- **ACTIVITY LIST**:
- A) Please reproduce the post about McCain and Iraq word for word, between "So McCain now" and "actually happened in Iraq.", inclusive.
- B) List every person mentioned by name in the post about McCain and Iraq.

- **GIVEN PASSAGE**:
Segment Open

McCain Doesn't Understand Iraq War History, Says "We Were Greeted as Liberators"

08/04/2008 05:12 am ET | Updated May 25, 2011

On ABC's This Week, McCain when pressed by George Stephanopoulos whether Obama was right about invading Iraq, scoffed saying, "we were greeted as liberators." This just adds to the evidence of last week that John McCain doesn't understand the history of what's happened in Iraq.

So McCain now thinks that everything went as expected during the invasion that in fact American troops were greeted as liberators. One has to wonder if McCain's memory is really that bad. If McCain really believes that U.S. forces were greeted as liberators, as he and Cheney, predicted, then he clearly has no understanding of what actually happened in Iraq.  

In fact, during the initial phase of the war U.S. forces encountered tougher resistance than expected and the cheering crowds failed to materialize. Max Boot, McCain's own military adviser, said at the time that the idea we would be greeted as liberators "might have been wishful thinking." [Boston Globe, 3/28/03] The Philly Inquirer said that one top administration official "almost every assumption the plan's based on looks to be wrong." The administration was expecting a WWII type toppling, but instead Saddam's forces blended in with the population providing unexpected resistance that laid the ground work for the coming insurgency.While the battle for Baghdad did not materialize and the city fell quickly the result was chaos, not parades of liberation. While McCain was praising Bush and Rumsfeld, the Boston Globe noted on April 20, 2003 that,

More than a week into "Phase 4" - the reconstruction of Iraq, the centerpiece of the military's effort to be seen as liberators and not conquerors -- life in Baghdad has decidedly not returned to normal. In
all levels of society, from those who openly embrace American military
rule to fundamentalist Shi'ites who seek to replace Saddam Hussein with
an Islamic government, people here are expressing swelling suspicion of
America's motives.

Segment Closed

Dataset entries
Segment Open

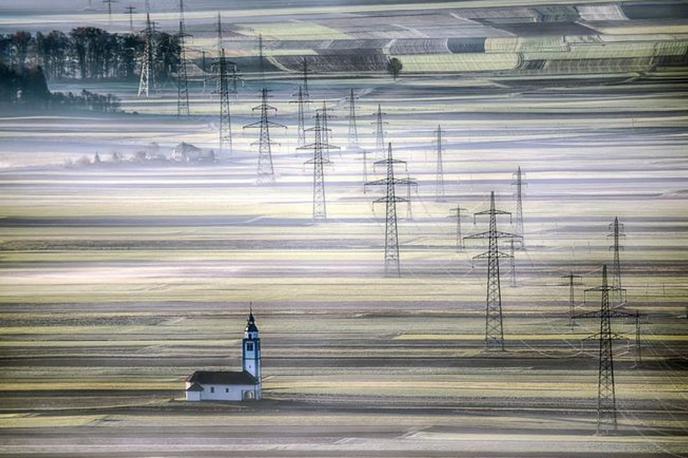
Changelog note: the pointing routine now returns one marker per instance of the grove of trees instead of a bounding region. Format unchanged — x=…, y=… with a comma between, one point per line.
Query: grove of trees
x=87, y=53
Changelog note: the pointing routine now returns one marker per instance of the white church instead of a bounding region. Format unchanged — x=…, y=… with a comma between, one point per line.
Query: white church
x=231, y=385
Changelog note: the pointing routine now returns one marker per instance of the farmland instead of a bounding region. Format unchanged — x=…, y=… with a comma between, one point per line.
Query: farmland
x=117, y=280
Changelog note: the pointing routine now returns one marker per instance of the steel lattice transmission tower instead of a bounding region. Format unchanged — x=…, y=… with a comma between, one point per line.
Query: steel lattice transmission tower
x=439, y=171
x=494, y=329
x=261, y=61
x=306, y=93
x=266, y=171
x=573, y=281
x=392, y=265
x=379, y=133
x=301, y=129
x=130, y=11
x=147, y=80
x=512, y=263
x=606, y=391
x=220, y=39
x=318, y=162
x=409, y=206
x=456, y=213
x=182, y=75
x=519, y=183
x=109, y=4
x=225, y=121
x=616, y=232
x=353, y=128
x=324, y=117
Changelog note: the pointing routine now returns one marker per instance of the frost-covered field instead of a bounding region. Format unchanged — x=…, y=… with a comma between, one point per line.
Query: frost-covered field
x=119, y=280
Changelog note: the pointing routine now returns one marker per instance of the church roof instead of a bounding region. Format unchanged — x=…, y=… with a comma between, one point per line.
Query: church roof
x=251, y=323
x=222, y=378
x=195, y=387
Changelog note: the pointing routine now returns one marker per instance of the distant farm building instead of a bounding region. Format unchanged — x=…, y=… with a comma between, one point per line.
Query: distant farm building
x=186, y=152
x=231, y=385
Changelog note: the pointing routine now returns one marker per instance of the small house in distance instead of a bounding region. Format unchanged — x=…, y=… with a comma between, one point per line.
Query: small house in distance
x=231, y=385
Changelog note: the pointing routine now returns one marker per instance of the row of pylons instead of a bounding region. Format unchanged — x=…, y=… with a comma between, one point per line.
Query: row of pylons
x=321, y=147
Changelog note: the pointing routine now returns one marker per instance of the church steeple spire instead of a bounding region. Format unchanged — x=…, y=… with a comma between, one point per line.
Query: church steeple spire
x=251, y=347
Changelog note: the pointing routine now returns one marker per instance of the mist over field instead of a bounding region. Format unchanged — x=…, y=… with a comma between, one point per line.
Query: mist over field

Segment Closed
Segment Open

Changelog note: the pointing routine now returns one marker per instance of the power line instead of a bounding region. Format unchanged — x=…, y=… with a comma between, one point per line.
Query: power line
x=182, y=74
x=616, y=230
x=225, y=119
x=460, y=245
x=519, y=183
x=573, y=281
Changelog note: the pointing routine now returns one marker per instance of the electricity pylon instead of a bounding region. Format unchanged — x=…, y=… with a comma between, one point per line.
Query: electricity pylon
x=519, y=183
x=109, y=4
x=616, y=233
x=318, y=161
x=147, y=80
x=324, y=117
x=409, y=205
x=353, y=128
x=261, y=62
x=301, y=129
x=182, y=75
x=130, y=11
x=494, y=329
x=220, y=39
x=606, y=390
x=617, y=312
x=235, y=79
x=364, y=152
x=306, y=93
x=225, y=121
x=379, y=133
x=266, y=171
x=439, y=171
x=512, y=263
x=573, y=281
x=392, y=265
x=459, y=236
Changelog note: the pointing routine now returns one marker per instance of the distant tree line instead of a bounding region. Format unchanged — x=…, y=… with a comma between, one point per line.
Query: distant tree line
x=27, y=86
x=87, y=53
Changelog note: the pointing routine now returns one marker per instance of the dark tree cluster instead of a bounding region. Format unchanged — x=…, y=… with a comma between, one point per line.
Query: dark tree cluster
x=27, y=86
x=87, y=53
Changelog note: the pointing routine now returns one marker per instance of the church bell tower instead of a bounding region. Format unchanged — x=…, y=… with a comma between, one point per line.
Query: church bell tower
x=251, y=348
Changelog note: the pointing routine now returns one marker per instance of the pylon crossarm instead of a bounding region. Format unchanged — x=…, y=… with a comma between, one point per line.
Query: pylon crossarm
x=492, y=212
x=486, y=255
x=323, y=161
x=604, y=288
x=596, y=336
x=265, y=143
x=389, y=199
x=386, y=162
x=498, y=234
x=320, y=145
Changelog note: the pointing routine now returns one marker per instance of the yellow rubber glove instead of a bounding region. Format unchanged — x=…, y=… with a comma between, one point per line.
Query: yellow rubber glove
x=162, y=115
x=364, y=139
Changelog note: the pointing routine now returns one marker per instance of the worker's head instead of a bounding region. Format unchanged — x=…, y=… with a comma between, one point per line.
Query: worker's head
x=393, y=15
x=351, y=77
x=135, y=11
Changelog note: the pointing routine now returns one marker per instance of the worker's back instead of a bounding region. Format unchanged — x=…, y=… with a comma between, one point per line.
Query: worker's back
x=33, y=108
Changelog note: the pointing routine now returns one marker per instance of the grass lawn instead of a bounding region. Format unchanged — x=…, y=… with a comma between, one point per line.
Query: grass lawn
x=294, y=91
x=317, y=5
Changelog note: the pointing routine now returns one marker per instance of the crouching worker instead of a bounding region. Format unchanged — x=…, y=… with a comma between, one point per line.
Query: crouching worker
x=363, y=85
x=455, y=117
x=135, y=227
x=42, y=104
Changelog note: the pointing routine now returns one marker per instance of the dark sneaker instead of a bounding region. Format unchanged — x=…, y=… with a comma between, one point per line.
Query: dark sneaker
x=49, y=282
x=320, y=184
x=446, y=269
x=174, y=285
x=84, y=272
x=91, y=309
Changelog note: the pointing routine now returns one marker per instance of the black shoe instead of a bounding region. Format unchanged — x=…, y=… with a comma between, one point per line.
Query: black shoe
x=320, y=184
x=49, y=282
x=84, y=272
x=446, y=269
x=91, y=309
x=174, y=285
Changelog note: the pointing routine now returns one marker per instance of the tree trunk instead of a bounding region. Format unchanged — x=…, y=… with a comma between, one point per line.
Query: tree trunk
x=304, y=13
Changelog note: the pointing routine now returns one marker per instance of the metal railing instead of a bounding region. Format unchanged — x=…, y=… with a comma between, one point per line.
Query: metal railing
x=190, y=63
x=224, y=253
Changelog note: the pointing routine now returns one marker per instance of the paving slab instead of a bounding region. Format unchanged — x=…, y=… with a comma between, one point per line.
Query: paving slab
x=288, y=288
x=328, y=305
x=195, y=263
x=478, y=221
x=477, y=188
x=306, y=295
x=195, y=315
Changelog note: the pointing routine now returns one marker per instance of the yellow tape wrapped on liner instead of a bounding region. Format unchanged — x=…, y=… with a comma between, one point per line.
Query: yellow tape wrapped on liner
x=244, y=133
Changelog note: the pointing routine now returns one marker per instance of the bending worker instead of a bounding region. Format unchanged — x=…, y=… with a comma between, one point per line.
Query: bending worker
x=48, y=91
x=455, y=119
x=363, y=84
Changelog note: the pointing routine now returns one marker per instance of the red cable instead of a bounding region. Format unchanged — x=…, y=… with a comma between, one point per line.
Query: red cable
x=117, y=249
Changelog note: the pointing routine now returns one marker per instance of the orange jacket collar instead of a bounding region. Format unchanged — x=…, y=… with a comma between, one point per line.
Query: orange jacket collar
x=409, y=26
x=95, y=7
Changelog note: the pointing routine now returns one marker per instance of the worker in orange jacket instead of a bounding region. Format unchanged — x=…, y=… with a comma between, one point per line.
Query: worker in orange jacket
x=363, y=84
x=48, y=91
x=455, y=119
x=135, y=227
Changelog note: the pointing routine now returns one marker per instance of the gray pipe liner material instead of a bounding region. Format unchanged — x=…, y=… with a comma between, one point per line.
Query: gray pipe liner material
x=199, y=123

Segment Closed

- **PER-TASK OUTPUTS**:
- A)
So McCain now thinks that everything went as expected during the invasion that in fact American troops were greeted as liberators. One has to wonder if McCain's memory is really that bad. If McCain really believes that U.S. forces were greeted as liberators, as he and Cheney, predicted, then he clearly has no understanding of what actually happened in Iraq.

- B) John McCain, George Stephanopoulos, Obama, Cheney, Max Boot, Bush, Rumsfeld, Saddam Hussein